===== Texto fornecido =====
A Revue Spirite
de 1864
Allan Kardec
(Parte
21)
Damos prosseguimento
nesta edição ao estudo da Revue
Spirite
correspondente ao ano de
1864. O texto condensado
do volume citado será
aqui apresentado em 26
partes, com base na
tradução de Júlio Abreu
Filho publicada pela
EDICEL.
Questões preliminares
A. No processo da
chamada incorporação,
que é preciso fazer para
que um Espírito
atormentado, como Jaques
Latour, se acalme?
No caso de Latour, que
transmitia todo o seu
desespero, suas
angústias e seus
sofrimentos ao médium,
os assistentes, tocados
por seus lamentos,
dirigiram-lhe palavras
de encorajamento e de
consolo e um deles orou,
após o que, mais calmo,
o Espírito agradeceu e
se retirou comovido.
Essa providência serve
de exemplo para casos
semelhantes, em que a
oração será sempre um
recurso indispensável.
(Revue Spirite de 1864,
pp. 309 a 311.)
B. A expiação pode ser
imediata, ou seja,
verificar-se com relação
a atos praticados no
curso da mesma
existência?
Sim. Kardec diz que os
exemplos de castigos
imediatos são mais
comuns do que se pensa.
Se o homem remontasse à
fonte de suas
vicissitudes – lembra o
Codificador –, veria que
quase sempre elas
decorrem de sua própria
conduta nesta vida, mas,
longe de se acusar por
seus infortúnios, ele
prefere atribuí-los à
fatalidade e à má sorte.
(Obra citada, pp. 313 e
314.)
C. Depende apenas de nós
evitar esses
infortúnios?
===== Dados fornecidos =====
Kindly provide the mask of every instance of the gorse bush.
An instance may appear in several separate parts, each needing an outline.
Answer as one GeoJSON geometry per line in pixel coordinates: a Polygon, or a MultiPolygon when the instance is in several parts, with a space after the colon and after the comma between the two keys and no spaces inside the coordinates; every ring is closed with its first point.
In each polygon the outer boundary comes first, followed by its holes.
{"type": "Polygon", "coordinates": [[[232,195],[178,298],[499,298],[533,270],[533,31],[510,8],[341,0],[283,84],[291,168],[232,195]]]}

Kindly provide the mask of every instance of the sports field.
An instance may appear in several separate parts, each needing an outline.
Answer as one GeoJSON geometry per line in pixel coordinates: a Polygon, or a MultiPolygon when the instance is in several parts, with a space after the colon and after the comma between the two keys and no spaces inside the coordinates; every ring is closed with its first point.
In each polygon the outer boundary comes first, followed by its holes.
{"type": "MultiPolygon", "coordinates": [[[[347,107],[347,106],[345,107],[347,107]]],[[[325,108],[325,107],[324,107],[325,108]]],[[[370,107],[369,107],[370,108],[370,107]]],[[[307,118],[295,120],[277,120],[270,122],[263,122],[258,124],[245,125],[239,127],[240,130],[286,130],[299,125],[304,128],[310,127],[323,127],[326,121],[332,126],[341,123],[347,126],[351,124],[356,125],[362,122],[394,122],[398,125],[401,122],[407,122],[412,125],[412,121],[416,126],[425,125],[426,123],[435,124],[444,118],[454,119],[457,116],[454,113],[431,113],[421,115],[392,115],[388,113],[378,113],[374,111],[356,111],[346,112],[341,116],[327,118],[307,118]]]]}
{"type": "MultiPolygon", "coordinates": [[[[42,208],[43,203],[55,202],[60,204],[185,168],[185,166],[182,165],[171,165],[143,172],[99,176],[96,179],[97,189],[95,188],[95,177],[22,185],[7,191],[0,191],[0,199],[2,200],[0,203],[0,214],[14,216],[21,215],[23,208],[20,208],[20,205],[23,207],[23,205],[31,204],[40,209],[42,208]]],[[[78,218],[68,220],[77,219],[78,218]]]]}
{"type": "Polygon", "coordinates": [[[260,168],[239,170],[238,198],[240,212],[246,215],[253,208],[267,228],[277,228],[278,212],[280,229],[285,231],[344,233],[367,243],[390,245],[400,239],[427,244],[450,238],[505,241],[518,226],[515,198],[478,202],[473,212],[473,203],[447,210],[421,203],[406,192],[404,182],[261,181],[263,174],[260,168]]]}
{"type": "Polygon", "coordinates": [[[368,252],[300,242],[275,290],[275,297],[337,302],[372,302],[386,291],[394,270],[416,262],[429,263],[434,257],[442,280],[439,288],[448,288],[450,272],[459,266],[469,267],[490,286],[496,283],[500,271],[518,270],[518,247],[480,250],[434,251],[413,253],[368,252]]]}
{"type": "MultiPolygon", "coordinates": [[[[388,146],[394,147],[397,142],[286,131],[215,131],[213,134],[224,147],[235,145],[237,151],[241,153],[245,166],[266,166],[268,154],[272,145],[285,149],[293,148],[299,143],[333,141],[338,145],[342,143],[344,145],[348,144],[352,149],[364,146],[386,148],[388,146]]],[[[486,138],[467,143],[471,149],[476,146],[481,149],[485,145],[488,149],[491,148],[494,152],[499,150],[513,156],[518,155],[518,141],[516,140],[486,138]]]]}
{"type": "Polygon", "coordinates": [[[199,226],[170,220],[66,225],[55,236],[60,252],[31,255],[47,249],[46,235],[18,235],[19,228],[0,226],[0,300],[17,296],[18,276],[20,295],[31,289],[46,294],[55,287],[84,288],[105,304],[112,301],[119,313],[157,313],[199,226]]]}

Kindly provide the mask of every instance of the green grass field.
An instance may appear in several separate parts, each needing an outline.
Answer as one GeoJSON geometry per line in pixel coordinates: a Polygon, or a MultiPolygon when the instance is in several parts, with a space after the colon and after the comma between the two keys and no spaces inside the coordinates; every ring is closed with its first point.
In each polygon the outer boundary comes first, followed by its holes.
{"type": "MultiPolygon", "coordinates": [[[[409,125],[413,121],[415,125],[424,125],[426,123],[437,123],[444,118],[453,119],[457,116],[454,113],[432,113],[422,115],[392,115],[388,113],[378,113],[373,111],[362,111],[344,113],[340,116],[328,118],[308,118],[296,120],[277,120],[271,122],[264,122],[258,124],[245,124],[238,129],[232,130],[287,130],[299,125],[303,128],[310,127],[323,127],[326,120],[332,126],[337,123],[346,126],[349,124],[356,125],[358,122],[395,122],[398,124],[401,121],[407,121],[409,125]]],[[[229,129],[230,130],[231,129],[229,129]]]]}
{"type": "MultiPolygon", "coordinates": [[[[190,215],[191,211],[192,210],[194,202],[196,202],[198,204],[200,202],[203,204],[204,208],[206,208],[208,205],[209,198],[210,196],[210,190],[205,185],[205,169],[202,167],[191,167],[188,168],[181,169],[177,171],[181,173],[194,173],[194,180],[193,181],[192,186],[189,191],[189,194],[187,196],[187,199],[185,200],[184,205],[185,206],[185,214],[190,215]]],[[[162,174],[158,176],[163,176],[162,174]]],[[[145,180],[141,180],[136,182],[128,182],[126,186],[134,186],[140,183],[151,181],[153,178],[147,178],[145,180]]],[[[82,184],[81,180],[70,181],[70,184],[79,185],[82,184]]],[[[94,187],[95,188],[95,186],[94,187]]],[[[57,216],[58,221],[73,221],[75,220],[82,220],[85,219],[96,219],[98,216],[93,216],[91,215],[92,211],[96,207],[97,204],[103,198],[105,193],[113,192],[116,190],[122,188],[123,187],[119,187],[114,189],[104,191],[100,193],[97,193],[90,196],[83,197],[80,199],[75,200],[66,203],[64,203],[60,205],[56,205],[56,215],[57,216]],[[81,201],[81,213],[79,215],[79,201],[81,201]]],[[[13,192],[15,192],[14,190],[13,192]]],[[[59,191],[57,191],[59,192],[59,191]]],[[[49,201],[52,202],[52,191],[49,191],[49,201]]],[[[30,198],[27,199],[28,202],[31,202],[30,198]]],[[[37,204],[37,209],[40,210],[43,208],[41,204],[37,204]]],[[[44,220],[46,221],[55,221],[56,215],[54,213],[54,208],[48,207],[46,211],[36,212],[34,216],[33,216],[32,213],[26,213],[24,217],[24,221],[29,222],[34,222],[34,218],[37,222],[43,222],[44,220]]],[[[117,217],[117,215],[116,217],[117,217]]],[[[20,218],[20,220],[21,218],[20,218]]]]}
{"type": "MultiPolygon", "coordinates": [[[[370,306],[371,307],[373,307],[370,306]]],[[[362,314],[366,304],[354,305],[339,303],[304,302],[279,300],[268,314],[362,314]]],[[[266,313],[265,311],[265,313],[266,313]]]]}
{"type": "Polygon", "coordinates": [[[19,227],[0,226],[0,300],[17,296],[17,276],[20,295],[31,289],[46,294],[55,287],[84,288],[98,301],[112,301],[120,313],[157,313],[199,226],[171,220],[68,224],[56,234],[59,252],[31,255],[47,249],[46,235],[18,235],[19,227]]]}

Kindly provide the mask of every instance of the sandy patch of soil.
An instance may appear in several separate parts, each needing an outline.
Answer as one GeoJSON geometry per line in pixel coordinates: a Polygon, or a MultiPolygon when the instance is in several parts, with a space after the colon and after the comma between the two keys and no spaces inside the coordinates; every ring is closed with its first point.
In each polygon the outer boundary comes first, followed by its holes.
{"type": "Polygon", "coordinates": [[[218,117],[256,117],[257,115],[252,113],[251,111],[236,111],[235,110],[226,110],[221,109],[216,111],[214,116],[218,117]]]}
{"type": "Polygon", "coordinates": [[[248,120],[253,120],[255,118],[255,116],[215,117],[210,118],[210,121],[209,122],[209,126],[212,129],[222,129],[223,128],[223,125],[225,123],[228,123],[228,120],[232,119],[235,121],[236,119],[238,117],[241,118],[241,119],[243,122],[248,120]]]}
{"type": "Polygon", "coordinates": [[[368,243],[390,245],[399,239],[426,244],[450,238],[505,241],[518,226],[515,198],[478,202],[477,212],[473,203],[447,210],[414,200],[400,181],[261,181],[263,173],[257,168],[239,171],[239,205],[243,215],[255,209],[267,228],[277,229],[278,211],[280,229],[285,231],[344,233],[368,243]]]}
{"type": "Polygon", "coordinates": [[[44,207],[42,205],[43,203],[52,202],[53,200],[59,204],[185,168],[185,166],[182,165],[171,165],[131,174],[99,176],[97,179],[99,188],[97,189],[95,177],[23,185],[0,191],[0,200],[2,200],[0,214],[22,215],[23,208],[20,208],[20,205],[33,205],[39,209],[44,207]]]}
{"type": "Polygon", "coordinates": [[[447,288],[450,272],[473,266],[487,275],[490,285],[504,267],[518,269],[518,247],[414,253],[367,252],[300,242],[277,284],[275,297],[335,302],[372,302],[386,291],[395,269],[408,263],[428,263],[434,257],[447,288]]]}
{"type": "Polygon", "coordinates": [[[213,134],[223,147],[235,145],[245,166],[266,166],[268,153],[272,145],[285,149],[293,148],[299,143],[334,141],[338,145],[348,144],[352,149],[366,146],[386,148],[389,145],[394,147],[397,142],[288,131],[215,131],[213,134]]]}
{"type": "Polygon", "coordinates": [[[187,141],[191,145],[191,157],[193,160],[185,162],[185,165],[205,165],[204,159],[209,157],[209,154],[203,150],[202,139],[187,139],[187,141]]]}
=====
_Tarefa proposta_: No texto sobre a Revue Spirite de 1864, reescreva de forma mais curta o parágrafo que começa com "No caso de Latour", mantendo os fatos principais.

_Resolução do exercício_: Latour passava ao médium seu desespero, suas angústias e seus sofrimentos. Tocados pelos lamentos, os presentes lhe disseram palavras de ânimo e consolo, e um deles orou. Mais calmo, o Espírito agradeceu e saiu comovido. O caso serve de exemplo para situações parecidas, em que a oração é sempre um recurso indispensável.